What to produce: Lines holding the word "portrait" are the ones to copy from the data below.
- - - - - - -
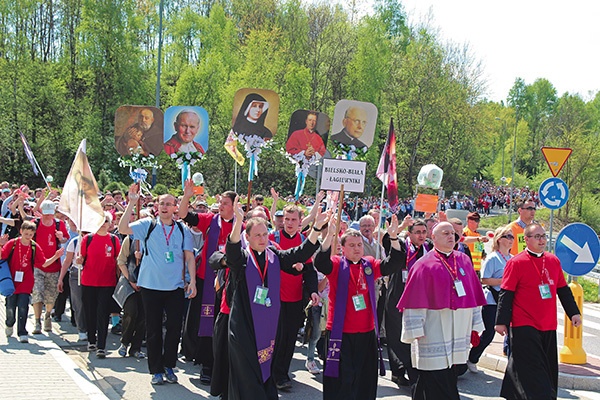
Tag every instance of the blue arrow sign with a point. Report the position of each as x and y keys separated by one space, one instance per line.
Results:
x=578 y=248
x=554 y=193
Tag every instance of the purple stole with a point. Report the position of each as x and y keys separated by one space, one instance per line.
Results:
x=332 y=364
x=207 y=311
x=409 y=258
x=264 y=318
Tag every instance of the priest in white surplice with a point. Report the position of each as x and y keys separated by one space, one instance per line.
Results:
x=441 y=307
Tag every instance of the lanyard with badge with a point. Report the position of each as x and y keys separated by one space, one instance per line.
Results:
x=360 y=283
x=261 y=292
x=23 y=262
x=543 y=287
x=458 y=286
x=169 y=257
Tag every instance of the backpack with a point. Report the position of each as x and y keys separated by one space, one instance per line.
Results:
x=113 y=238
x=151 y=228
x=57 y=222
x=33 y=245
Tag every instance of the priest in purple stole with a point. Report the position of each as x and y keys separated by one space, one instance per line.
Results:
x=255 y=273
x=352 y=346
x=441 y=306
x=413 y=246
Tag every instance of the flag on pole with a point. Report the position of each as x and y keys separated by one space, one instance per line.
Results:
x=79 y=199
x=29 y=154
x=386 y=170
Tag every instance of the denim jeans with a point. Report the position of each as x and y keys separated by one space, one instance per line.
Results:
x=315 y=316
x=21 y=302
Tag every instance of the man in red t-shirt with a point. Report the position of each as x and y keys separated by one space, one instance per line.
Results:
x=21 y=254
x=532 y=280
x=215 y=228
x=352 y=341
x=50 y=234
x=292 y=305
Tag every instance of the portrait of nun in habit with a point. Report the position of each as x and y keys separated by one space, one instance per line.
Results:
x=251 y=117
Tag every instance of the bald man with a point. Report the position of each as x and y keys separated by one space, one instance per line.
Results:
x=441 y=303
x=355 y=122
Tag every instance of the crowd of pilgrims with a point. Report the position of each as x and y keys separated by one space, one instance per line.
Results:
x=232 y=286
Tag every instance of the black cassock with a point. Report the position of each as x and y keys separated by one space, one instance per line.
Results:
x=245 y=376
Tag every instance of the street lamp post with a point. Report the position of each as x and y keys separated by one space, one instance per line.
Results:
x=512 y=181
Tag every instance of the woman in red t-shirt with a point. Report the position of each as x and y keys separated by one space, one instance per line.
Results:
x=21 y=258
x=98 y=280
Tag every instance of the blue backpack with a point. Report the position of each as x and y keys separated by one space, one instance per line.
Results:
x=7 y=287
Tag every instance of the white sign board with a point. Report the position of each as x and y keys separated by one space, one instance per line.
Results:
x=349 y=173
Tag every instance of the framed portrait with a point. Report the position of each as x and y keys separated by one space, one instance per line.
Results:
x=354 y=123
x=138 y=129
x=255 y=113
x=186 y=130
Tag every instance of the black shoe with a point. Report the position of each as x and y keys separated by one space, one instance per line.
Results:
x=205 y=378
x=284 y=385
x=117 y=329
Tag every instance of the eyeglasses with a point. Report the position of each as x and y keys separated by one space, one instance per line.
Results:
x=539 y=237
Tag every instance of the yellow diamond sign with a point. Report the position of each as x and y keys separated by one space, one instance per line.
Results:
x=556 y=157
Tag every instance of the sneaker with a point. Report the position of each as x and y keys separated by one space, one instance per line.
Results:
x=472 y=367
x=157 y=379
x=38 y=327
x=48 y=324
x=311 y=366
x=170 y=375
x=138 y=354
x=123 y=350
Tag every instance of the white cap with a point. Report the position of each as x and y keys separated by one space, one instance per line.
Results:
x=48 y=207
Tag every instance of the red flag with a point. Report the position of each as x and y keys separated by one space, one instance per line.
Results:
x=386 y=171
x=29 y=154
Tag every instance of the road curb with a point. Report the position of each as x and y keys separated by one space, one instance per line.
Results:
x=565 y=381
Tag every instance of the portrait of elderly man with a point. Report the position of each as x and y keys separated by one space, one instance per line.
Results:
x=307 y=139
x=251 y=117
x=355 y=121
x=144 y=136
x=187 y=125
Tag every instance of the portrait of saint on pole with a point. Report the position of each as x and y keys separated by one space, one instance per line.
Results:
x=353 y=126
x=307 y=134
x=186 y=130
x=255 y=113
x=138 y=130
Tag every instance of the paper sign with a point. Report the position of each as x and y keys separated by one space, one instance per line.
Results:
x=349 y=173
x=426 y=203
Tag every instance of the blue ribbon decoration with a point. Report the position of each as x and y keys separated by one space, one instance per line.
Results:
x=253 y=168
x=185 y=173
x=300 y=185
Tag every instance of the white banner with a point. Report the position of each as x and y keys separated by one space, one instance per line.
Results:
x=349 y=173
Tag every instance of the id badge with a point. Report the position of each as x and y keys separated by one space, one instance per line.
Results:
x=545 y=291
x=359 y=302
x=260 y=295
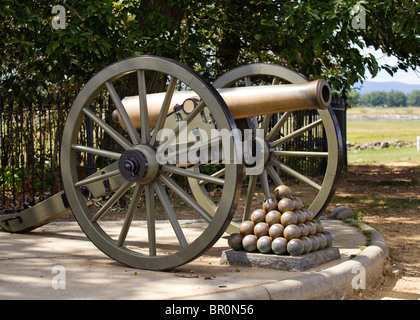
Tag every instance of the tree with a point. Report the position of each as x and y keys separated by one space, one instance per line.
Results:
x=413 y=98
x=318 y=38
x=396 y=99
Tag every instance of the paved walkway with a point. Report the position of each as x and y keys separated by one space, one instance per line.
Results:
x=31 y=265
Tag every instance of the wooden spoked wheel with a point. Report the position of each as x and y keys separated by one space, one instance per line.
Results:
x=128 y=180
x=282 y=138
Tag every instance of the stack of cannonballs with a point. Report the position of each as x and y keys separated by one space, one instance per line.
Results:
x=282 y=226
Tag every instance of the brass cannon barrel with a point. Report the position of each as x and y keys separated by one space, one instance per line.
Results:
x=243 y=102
- - - - - - -
Solution:
Tag every instance of the portrait of nun in habit with a point. Report the position of each as x and y keys separated by one space, one instance per line.
Tag every instance of the framed portrait with a point. Report the position of each as x and y keys separated by one space, one instance per line.
Tag every instance of the portrait of elderly man with a point. Report the position of each as x and y keys separated by one space, one instance per line.
Tag every instance of the portrait of saint on pole with a point. Report the position of each as x and y keys separated by one space, one instance per line.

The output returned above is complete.